> [TEXT PASSAGE]
☆ ☆ ☆ ☆

Daily Caller News Foundation

$87M rapid bus service not expected to help congestion after all

Daily Caller News Foundation logo
Greg Campbell Contributor
Font Size:

A new $87 million bus rapid transit system funded mostly by federal dollars will not have its intended effect on traffic, Fort Collins admits.

The city estimates that the expensive new project, which will operate on newly built roads for buses only, will reduce traffic congestion by only 2 percent by 2035, according to the Fort Collins Coloradoan.

The Federal Transit Administration picked up 80 percent of the tab for the new project, totaling $69.6 million. Local and regional transit groups shouldered other costs, with Fort Collins paying only about $4-$5 million of the total.

Since funding for the project was approved in 1997, the bus service — called Fort Collins MAX — was touted as an important way to fight congestion on the college town’s main north-south thoroughfares.

“Transit riders will benefit the motoring public by reducing the number of vehicles on the roads, thereby reducing traffic congestion,” according to the project’s master plan. That document estimated that the bus service would result in removing 2,800 cars from the roads each day.

☆ ☆ ☆ ☆

Data entries
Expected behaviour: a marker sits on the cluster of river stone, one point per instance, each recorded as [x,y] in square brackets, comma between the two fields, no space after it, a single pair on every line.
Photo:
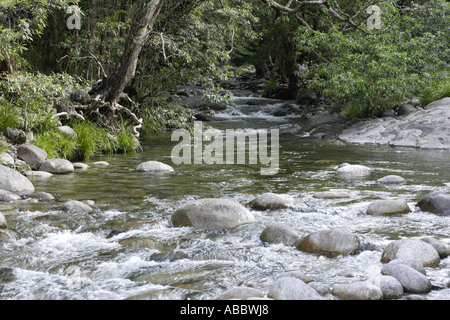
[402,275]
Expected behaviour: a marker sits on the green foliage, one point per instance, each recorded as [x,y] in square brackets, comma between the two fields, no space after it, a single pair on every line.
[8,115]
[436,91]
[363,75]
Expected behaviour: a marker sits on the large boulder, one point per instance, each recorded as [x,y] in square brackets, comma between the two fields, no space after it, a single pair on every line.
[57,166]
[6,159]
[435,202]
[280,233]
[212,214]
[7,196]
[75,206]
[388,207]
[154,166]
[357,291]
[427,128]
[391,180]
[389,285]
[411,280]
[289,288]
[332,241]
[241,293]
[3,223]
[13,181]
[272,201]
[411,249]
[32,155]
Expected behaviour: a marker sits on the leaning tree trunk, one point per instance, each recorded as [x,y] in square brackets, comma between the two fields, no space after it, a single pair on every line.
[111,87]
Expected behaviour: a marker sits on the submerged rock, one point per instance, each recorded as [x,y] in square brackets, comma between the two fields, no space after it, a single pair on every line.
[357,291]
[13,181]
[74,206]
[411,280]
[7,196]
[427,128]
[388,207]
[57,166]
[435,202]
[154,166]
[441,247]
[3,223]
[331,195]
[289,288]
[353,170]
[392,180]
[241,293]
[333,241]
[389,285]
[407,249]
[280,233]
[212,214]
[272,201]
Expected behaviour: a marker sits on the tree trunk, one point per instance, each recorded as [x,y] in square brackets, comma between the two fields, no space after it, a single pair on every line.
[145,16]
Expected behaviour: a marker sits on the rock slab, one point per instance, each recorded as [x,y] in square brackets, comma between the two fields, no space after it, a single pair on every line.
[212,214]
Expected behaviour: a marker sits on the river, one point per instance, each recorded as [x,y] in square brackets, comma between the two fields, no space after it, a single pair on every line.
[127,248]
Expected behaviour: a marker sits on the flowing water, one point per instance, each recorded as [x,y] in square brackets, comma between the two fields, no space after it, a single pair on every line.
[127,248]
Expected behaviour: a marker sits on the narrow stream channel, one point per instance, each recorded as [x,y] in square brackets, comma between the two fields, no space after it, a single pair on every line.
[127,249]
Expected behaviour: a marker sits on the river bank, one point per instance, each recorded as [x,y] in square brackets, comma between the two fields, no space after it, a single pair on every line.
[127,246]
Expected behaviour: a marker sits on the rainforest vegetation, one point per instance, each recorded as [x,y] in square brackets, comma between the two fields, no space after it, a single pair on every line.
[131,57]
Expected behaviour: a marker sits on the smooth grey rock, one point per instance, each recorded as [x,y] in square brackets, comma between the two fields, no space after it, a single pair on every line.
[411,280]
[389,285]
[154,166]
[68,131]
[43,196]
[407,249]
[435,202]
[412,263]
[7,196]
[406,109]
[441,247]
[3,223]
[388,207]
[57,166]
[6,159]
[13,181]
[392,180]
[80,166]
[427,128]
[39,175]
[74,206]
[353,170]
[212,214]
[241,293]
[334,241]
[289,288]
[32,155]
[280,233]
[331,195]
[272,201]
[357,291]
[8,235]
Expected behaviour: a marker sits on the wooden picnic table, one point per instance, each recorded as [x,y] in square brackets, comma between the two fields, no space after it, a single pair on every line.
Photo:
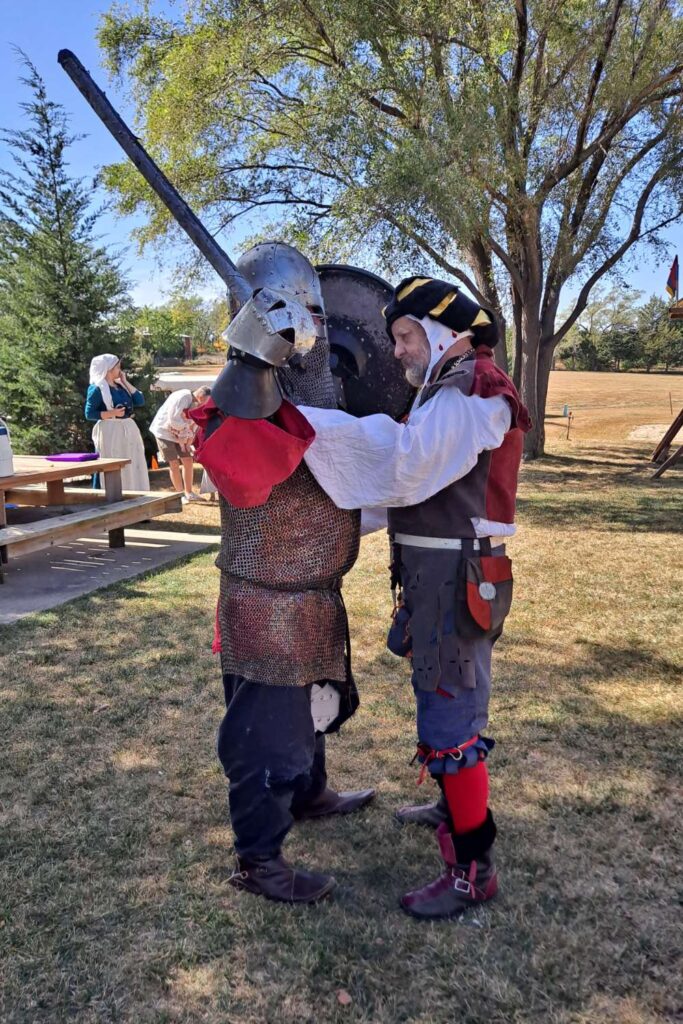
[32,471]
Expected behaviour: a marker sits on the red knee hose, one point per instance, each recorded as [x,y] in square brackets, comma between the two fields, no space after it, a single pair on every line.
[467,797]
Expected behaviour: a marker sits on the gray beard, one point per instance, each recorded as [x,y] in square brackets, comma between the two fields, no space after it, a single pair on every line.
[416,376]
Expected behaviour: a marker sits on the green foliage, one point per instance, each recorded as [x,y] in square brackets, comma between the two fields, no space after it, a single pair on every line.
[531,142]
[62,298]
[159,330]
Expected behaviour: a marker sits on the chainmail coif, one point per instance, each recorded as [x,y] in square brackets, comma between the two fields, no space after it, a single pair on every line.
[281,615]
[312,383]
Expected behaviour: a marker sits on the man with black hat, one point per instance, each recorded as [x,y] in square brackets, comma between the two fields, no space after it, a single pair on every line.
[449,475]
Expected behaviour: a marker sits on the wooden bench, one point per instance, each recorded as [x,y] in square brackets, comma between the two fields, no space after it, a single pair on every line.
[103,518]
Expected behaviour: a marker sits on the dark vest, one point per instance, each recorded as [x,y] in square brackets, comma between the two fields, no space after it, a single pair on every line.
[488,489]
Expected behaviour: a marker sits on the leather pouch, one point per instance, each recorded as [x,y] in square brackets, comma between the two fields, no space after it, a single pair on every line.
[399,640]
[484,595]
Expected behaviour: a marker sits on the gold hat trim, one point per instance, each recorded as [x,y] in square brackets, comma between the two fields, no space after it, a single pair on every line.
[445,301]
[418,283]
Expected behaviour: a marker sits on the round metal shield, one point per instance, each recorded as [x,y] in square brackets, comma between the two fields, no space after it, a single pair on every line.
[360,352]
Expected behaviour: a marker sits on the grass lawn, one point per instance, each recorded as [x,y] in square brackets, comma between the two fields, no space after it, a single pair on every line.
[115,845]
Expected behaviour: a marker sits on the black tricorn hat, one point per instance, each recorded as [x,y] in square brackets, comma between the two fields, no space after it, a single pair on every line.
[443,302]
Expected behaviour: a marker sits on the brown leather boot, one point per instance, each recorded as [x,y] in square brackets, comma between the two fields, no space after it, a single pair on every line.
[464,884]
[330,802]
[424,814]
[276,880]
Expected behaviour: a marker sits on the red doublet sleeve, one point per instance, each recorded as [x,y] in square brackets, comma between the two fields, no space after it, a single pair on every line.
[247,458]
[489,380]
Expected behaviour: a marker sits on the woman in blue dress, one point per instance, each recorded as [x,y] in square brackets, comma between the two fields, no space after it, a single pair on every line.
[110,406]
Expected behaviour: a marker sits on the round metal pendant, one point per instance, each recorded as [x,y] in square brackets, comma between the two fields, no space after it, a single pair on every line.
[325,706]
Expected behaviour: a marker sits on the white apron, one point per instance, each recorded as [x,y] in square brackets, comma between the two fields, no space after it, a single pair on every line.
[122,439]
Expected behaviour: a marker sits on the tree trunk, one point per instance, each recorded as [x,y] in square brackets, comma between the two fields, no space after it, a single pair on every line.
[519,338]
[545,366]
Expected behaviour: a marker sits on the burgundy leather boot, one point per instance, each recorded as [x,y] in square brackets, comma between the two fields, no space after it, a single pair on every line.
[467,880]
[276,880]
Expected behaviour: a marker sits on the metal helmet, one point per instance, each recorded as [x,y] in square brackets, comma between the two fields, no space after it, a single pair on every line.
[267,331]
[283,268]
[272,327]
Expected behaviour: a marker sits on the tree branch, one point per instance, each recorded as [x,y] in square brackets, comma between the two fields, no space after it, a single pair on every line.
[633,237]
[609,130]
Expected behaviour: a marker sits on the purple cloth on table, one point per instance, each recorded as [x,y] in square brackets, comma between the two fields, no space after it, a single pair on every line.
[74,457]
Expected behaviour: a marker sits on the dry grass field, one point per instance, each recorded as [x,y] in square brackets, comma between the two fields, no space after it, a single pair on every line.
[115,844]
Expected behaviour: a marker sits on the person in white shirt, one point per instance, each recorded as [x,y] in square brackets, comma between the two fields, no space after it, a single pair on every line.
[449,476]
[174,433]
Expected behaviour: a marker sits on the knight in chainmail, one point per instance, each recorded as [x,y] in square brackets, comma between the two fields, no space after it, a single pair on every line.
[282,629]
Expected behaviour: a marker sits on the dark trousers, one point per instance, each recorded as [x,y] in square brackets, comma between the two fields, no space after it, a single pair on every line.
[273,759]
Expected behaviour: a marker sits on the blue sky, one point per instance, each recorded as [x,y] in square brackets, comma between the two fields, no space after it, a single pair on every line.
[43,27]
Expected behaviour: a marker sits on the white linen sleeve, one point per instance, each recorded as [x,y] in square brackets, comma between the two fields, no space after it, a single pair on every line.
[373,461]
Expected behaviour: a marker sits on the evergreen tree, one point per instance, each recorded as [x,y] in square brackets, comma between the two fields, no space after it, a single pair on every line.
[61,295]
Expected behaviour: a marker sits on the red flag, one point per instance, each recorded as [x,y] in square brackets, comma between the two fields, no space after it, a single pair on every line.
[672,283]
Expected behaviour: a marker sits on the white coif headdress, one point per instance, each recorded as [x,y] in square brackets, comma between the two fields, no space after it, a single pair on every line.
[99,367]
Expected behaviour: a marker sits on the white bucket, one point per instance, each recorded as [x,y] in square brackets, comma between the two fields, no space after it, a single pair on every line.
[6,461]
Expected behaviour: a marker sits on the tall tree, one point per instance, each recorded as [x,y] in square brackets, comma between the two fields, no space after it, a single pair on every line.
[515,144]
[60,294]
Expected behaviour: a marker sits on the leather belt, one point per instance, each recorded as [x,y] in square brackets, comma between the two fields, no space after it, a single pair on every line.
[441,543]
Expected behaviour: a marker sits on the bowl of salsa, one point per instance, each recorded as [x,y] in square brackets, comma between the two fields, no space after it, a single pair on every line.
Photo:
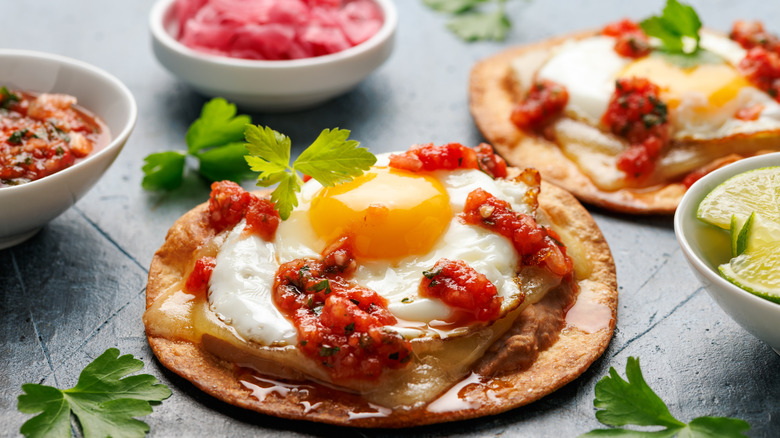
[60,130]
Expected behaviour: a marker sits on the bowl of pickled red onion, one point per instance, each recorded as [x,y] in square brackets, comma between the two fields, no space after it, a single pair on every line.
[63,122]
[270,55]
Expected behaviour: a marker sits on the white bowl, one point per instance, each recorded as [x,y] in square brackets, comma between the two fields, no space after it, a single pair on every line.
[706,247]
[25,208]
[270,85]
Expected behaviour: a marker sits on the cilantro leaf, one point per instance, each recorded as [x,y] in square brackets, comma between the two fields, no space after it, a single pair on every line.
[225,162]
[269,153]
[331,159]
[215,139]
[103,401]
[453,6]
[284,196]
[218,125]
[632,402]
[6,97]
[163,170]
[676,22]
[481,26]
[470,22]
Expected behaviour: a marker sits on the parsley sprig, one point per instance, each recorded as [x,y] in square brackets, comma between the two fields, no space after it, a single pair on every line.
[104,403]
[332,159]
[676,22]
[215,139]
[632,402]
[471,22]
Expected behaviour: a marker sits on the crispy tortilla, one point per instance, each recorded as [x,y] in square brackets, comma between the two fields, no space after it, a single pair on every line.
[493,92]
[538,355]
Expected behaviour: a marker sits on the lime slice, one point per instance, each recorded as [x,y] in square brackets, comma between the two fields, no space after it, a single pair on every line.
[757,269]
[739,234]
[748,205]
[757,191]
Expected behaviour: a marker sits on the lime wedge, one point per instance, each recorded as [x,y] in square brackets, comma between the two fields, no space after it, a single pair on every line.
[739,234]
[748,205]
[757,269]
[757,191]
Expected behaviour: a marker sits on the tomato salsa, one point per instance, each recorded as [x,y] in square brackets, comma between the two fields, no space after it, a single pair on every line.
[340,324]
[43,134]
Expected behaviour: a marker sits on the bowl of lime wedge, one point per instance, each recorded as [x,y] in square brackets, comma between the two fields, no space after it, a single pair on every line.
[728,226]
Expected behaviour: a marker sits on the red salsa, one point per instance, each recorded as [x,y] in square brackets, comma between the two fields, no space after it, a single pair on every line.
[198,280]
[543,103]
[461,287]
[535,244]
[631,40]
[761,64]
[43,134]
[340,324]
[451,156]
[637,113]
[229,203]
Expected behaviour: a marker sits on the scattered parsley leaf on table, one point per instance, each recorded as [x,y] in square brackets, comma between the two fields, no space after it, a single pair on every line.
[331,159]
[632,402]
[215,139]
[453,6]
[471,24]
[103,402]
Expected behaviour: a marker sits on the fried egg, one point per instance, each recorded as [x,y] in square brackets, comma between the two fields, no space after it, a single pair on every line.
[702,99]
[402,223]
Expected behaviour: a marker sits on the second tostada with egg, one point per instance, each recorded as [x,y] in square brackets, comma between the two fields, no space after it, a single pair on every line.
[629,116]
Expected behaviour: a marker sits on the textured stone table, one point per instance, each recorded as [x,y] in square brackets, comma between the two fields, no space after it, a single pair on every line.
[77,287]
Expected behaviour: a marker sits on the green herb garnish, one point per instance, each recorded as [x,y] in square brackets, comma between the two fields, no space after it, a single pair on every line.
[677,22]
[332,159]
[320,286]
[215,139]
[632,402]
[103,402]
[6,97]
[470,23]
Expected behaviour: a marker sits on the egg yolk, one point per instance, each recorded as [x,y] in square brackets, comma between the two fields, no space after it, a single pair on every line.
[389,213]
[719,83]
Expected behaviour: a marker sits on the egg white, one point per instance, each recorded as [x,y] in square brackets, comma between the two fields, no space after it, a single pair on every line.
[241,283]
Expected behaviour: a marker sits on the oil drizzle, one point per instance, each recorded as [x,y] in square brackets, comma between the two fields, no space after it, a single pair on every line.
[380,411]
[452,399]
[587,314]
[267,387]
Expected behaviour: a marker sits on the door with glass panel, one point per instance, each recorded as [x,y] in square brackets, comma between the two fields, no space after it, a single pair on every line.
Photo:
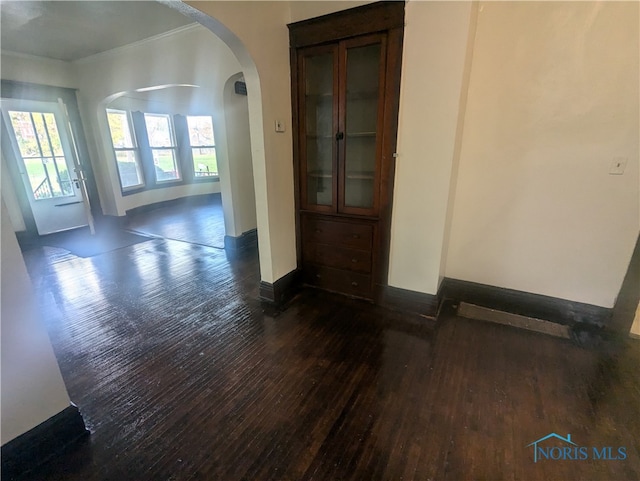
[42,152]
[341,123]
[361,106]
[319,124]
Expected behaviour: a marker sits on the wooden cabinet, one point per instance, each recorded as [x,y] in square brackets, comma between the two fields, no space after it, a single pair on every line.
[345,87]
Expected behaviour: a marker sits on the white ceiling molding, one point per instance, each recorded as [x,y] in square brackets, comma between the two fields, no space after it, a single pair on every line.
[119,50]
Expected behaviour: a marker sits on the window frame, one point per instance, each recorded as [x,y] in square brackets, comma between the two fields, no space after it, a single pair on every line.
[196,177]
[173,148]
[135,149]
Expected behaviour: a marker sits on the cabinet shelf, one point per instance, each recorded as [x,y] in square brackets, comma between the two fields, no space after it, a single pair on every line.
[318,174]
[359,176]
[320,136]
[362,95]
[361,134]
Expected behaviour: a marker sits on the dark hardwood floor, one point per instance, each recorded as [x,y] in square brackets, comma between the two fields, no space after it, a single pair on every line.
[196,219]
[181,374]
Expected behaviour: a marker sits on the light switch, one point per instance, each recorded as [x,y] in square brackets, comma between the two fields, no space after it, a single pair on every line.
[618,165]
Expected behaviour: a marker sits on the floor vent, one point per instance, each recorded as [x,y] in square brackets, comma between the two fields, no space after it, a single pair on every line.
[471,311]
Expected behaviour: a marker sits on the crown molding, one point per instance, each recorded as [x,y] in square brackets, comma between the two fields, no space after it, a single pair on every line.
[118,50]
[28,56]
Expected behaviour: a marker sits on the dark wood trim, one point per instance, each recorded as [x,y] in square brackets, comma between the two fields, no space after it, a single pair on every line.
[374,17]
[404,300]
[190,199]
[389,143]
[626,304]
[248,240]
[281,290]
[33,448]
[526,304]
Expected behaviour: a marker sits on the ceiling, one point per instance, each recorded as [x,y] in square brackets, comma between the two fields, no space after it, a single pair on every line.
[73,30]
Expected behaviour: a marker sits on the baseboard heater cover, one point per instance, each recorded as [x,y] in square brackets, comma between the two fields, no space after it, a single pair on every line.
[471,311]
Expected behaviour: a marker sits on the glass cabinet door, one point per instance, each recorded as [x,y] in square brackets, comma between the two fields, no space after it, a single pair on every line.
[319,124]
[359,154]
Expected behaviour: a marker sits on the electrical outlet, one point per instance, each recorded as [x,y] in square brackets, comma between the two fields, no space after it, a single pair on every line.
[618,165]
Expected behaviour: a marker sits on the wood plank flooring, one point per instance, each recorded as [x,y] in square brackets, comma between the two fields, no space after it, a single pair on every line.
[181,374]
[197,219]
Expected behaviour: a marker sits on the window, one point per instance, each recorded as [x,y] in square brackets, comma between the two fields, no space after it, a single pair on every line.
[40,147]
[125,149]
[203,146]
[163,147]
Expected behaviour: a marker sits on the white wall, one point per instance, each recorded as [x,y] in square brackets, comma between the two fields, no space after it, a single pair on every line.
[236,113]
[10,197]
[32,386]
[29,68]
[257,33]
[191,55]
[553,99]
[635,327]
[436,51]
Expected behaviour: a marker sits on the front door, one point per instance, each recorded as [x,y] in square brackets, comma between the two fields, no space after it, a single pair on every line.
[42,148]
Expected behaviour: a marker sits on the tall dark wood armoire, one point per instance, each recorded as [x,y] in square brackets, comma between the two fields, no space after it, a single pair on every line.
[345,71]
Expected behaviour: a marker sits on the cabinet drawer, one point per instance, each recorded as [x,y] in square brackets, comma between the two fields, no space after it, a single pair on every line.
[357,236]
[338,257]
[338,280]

☆ ☆ ☆ ☆

> [TO-DO LIST]
a: Return the stretch of the bus rapid transit article from "Daily Caller News Foundation logo" through "Fort Collins Coloradoan.", copied word for word.
b: Recast the data entries from the line containing "Expected behaviour: a marker sits on the tall dark" through the end of the records as a two-column CSV with the columns instruction and points, one row per record. Put each record's text and its answer in a single quoted field each, replacing line breaks with spaces.
The bus rapid transit article has no connection to the data entries.

> [ANSWERS FOR THE TASKS]
a:
Daily Caller News Foundation logo
Greg Campbell Contributor
Font Size:

A new $87 million bus rapid transit system funded mostly by federal dollars will not have its intended effect on traffic, Fort Collins admits.

The city estimates that the expensive new project, which will operate on newly built roads for buses only, will reduce traffic congestion by only 2 percent by 2035, according to the Fort Collins Coloradoan.

b:
instruction,points
"Expected behaviour: a marker sits on the tall dark wood armoire, one point per instance, each recorded as [x,y] in square brackets, comma between the two fields, no space after it, a single pair on every line.","[345,71]"
"Expected behaviour: a marker sits on the cabinet drawer, one point per instance, each recorded as [x,y] in square brackets, comma between the two fields, no space after it, a single pair on every line.","[357,236] [338,257] [338,280]"